» **DATASET EXCERPTS**:
********************

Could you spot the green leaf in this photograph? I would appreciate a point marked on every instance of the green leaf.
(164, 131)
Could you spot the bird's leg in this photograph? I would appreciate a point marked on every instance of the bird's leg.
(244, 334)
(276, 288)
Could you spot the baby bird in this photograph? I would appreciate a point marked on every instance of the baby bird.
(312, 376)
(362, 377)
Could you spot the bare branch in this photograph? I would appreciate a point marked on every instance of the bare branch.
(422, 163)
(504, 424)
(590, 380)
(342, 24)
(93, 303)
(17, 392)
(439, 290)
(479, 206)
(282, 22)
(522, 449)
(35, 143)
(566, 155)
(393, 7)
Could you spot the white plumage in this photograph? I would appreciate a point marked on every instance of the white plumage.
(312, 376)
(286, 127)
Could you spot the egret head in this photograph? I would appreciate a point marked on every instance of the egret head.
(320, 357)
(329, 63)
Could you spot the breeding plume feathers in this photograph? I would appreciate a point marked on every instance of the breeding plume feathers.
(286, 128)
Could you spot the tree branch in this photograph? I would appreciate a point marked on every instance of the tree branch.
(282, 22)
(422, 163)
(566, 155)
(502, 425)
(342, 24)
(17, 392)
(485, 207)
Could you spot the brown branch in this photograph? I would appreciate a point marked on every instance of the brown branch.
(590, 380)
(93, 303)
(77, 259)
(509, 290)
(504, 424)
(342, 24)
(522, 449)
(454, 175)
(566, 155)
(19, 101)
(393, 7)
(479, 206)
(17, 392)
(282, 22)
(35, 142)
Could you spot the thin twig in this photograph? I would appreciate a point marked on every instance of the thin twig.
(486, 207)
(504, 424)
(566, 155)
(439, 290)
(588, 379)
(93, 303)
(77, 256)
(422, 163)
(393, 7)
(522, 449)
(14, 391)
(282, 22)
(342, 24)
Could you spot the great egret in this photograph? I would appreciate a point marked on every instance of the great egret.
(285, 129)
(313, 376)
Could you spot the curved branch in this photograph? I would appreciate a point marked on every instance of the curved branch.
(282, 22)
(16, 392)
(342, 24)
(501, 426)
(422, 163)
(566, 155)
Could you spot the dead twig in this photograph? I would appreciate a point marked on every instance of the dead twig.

********************

» **AIM OF THE EXERCISE**:
Can you reproduce all of the records above verbatim, from the first line to the last?

» **EXERCISE ANSWER**:
Could you spot the green leaf in this photograph? I would appreciate a point marked on every instance of the green leaf.
(164, 131)
Could you spot the bird's leg in this photograph? I would appreciate a point marked on every instance of the bird's leg.
(244, 334)
(276, 288)
Could you spot the baby bird in this photograph? I would appreciate a point marked on every instance of the baby bird.
(312, 376)
(362, 377)
Could you spot the bare branch in this photograph? I would appreciate a point marked on every instance of the bare branch.
(422, 163)
(504, 424)
(590, 380)
(342, 24)
(93, 303)
(17, 392)
(439, 290)
(479, 206)
(282, 22)
(522, 449)
(35, 143)
(566, 155)
(393, 7)
Could you spot the white plumage in this photograph? I would appreciate a point marked on every instance of the white plumage.
(312, 376)
(286, 127)
Could you spot the egret head in this photograph? I would appreciate a point marked on every instance of the egret head.
(320, 357)
(329, 63)
Could you spot the breeding plume feathers in this photograph? I would appreciate a point marked on every instance of the breeding plume feathers.
(286, 128)
Could you spot the tree branch in this photograph? I would appreciate a point marked on every instance of the tree branch.
(282, 22)
(422, 163)
(566, 155)
(502, 425)
(342, 24)
(17, 392)
(485, 207)
Could you spot the brown branch in this photograph? I would appreciate a point marked on every instance of the brown branch.
(590, 380)
(93, 303)
(77, 259)
(509, 290)
(504, 424)
(342, 24)
(522, 449)
(454, 175)
(566, 155)
(19, 101)
(393, 7)
(479, 206)
(17, 392)
(282, 22)
(35, 142)
Could you spot the thin twig in this photograph? I would appreciate a point marked on every instance of the thin twig.
(486, 207)
(504, 424)
(566, 155)
(439, 290)
(588, 379)
(93, 303)
(77, 256)
(422, 163)
(393, 7)
(522, 449)
(14, 391)
(282, 22)
(342, 24)
Could you spot the great egret in this photograph? I would appreciate a point marked on every instance of the great egret.
(285, 129)
(313, 376)
Could you spot the curved branch in this photograph? I would appreciate a point marked on every instance of the curved branch.
(282, 22)
(16, 392)
(342, 24)
(501, 426)
(422, 163)
(566, 155)
Could you spot the dead twig in this photograph? I would appreciate a point marked on every instance of the dead twig.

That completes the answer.